**Belge Bölümü**
==*==
- 320 Okunma
- 0 Yorum
- 1 Beğeni
Evlilik Üzerine
EVLİLİK ÜZERİNE
Evlilik, iki insanın hayatlarını birleştirip yola beraber devam etme isteklerini çevresindekilere duyurmasıdır. Böyle bir düşüncede her şey gayet güzel başlar. Aranılan mutluluk, huzur bulunmuştur sonunda. Bu güzel tablonun böyle sürüp gitmesi yine eşlerin birbirlerine gösterecekleri sevgi, saygı ve sadakat’e bağlıdır. Buna riayet ederlerse ilk günkü gibi heyecanla devam eder evlilik.
Tabi her zaman evdeki hesap çarşıya uymaz. Bariz sorunlar ortaya çıkabilir. Zaman içinde ufak tefek fikir ayrılıklarının çıkması normaldir. Ama bu ayrılıklar kırıcı oluyorsa ve her seferinde kavgalara sebep oluyorsa işler yolunda gitmiyor demektir. Bu sorunların büyük bir çoğunluğu kalıcı değildir. Karşısındakine anlayış göstererek ve en önemlisi orta yolda buluşarak pekala halledilebilir. Bunları yaparken eşlerin doğrudan sorunları çözmesi beklenir. Kadın ve erkek her ne sebeple olursa olsun dışarıya kapılarını kapamalı; aile içindeki sorunlara kendileri çözmeye çalışmalıdır.
==*==
**Görev Girdisi**
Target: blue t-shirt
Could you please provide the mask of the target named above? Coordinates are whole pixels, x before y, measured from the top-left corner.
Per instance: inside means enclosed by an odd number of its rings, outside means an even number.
==*==
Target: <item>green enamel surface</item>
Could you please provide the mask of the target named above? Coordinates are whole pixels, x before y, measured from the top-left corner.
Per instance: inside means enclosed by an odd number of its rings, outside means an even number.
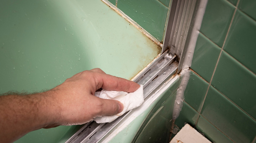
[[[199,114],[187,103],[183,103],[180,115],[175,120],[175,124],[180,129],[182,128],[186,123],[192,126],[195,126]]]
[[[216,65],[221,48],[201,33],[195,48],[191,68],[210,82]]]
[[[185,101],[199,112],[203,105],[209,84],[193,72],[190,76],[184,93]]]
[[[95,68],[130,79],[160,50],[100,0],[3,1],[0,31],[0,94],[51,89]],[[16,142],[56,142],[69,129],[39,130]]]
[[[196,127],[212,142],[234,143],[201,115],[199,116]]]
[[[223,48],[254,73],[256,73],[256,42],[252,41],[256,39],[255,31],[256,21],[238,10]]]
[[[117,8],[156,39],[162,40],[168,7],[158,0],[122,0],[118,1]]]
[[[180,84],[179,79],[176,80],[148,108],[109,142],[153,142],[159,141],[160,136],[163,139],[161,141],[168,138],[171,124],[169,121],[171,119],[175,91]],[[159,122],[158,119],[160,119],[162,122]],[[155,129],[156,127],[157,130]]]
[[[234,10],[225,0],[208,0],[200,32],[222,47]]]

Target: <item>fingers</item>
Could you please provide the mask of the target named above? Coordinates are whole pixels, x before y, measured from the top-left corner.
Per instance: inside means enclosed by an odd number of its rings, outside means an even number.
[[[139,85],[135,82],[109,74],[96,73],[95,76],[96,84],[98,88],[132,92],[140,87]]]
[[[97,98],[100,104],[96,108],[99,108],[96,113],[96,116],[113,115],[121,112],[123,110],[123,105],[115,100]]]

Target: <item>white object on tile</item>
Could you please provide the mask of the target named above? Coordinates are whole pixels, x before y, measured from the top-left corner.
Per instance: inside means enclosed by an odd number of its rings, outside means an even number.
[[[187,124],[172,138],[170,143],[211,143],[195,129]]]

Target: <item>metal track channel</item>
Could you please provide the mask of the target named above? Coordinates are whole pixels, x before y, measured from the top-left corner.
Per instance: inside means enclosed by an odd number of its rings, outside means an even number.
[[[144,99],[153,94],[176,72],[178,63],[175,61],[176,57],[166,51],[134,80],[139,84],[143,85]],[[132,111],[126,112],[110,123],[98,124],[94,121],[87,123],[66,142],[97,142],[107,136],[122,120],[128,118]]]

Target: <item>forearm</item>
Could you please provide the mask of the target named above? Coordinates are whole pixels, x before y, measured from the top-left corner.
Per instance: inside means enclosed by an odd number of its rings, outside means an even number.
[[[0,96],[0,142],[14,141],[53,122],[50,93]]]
==*==
**Yazılı Talep 1**
Evlilik üzerine yazıya göre, evliliğin başındaki güzel tablonun böyle sürüp gitmesi neye bağlıdır?
**Yazılı Talep 2**
"Target: <item>white object on tile</item>" ifadesini içeren satırdan "[[[0,96],[0,142],[14,141],[53,122],[50,93]]]" ifadesini içeren satıra kadar uzanan girdileri, iki uç da dahil olmak üzere, lütfen iki sütunlu bir CSV olarak ver. Her girdi bir satır olsun: "metin" sütununa girdinin metni, "yanit" sütununa yanıtı gelsin; her alan tırnak içinde olsun ve satır sonları boşluğa çevrilsin.

**Tam Çıktı 1**
Eşlerin birbirlerine gösterecekleri sevgi, saygı ve sadakate bağlıdır.

**Tam Çıktı 2**
metin,yanit
"Target: <item>white object on tile</item> Could you please provide the mask of the target named above? Coordinates are whole pixels, x before y, measured from the top-left corner. Per instance: inside means enclosed by an odd number of its rings, outside means an even number.","[[[187,124],[172,138],[170,143],[211,143],[195,129]]]"
"Target: <item>metal track channel</item> Could you please provide the mask of the target named above? Coordinates are whole pixels, x before y, measured from the top-left corner. Per instance: inside means enclosed by an odd number of its rings, outside means an even number.","[[[144,99],[153,94],[176,72],[178,63],[175,61],[176,57],[166,51],[134,80],[139,84],[143,85]],[[132,111],[126,112],[110,123],[98,124],[94,121],[87,123],[66,142],[97,142],[107,136],[122,120],[128,118]]]"
"Target: <item>forearm</item> Could you please provide the mask of the target named above? Coordinates are whole pixels, x before y, measured from the top-left corner. Per instance: inside means enclosed by an odd number of its rings, outside means an even number.","[[[0,96],[0,142],[14,141],[53,122],[50,93]]]"